Segment Open

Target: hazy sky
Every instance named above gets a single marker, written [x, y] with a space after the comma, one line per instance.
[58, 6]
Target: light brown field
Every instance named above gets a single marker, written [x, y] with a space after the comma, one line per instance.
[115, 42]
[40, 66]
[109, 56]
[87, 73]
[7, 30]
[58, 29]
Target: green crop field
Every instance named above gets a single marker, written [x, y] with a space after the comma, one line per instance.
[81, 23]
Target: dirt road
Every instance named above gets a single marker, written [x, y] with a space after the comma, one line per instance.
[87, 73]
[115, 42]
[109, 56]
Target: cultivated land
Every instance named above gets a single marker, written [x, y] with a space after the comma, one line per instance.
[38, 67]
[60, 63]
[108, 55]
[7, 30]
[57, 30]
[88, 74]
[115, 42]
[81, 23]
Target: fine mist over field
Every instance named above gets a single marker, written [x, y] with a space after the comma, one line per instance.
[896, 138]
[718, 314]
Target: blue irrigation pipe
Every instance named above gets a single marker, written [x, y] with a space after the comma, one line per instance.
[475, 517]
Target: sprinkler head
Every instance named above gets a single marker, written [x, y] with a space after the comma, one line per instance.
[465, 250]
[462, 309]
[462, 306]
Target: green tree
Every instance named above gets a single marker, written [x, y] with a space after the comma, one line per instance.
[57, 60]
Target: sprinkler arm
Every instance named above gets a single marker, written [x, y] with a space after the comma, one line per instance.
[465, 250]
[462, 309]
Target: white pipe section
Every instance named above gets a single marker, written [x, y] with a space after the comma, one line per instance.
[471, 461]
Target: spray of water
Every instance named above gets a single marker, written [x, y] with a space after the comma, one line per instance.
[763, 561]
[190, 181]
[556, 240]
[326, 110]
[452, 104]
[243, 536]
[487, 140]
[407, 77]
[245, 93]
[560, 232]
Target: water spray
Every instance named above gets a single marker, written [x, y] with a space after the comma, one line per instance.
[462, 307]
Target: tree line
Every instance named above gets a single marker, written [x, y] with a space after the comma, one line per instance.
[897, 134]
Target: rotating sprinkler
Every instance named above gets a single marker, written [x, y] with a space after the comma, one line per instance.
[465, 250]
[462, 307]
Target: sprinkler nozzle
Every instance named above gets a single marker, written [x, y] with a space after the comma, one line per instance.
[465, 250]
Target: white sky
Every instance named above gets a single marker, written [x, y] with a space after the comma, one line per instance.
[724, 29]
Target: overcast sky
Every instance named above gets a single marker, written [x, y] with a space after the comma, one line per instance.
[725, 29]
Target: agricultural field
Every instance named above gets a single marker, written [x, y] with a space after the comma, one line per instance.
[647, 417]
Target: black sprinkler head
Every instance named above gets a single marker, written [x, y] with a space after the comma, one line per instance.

Segment Closed

- _What is expected_
The answer must be the full listing, repeated word for word.

- _Task result_
Target: hazy sky
Every instance named above gets a single marker, written [x, y] with a space after the comma, one line per instance.
[58, 6]
Target: light brown field
Every instance named above gets a single marker, written [x, y] with a space after the comma, one line per instance.
[115, 42]
[40, 66]
[109, 56]
[87, 73]
[7, 30]
[58, 29]
Target: green crop field
Every instance named above gets a single marker, written [x, y] with a space after the comma, one line per instance.
[81, 23]
Target: dirt road
Every instance named above gets a single marker, written [x, y] with a space after the comma, one line per instance.
[87, 73]
[115, 42]
[109, 56]
Target: cultivated land
Every instance named above gets a single marker, written [x, y] with a space after the comma, one line per instance.
[38, 67]
[60, 63]
[108, 55]
[7, 30]
[57, 30]
[88, 74]
[115, 42]
[81, 23]
Target: fine mist over field
Every instance named above gets a single marker, written [x, y] with a space after the comma, one line per instance.
[896, 138]
[718, 314]
Target: blue irrigation pipe
Every instance named above gets a single marker, written [x, y] with a space after the comma, one line per instance.
[475, 517]
Target: sprinkler head
Every instance named above gets a single marker, written [x, y] with a space after the comma, one line per instance.
[465, 250]
[462, 309]
[462, 306]
Target: green tree
Every instance named above gets a single marker, written [x, y] with a space after the comma, one line per instance.
[57, 60]
Target: sprinkler arm
Every instance named above gets a single marker, written [x, y] with a space after the comma, one line per instance.
[465, 250]
[462, 309]
Target: white pipe section
Every instance named above gets a single marker, written [x, y] with a space after the comma, one line per instance.
[471, 461]
Target: spray of water
Every instance named above gets a single marker, written [x, y] with a space after the comma, one line per instance.
[763, 561]
[190, 181]
[556, 240]
[326, 110]
[452, 104]
[243, 536]
[487, 140]
[407, 77]
[245, 93]
[560, 232]
Target: water spray
Every instance named above gets a single marker, written [x, y] with a space after the comma, one line per instance.
[462, 307]
Target: tree line
Every instance named above gets a single marker, written [x, y] with a space after the comma, one line per instance.
[897, 134]
Target: rotating sprinkler
Every instance named above gets a single marker, written [x, y] with a space after the comma, one line per instance.
[465, 250]
[462, 307]
Target: sprinkler nozzle
Every instance named above gets a single marker, written [x, y] with a space after the comma, one line per instance.
[465, 250]
Target: white sky
Every instance named above gets a single marker, written [x, y] with a space after the comma, one line per instance.
[724, 29]
Target: overcast sky
Every instance named above gets a single marker, written [x, y] with a space after the comma, one line per instance.
[725, 29]
Target: agricultural field
Every instance named above gets a single marker, written [x, y] with a space after the comma, one line per instance.
[647, 417]
Target: black sprinkler head
Every instance named above gets a single marker, written [x, y] with a space after the comma, one line per instance.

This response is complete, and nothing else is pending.